— Start Record list —

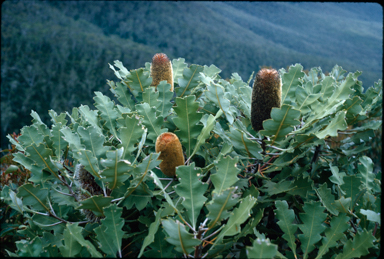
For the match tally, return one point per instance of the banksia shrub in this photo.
(171, 153)
(266, 94)
(161, 69)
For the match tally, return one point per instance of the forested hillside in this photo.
(54, 55)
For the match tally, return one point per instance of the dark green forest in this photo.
(55, 54)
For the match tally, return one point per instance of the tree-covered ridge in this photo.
(53, 52)
(281, 192)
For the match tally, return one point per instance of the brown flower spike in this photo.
(171, 153)
(266, 94)
(161, 69)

— End Record list —

**Task brief**
Please update the records from the line containing "forest in this photo." through the end of the records by replacing "tree-covered ridge" with "wooded ridge" and keeping everything else unchanged. Return only those lines.

**Completed exercise**
For the match tally, return one point per instance of the dark green forest in this photo.
(55, 54)
For the match tally, return one point per instance of the wooded ridge in this photo.
(53, 52)
(281, 192)
For the match tally, return one point per instance of the brown flower spike in this photo.
(171, 153)
(266, 94)
(161, 69)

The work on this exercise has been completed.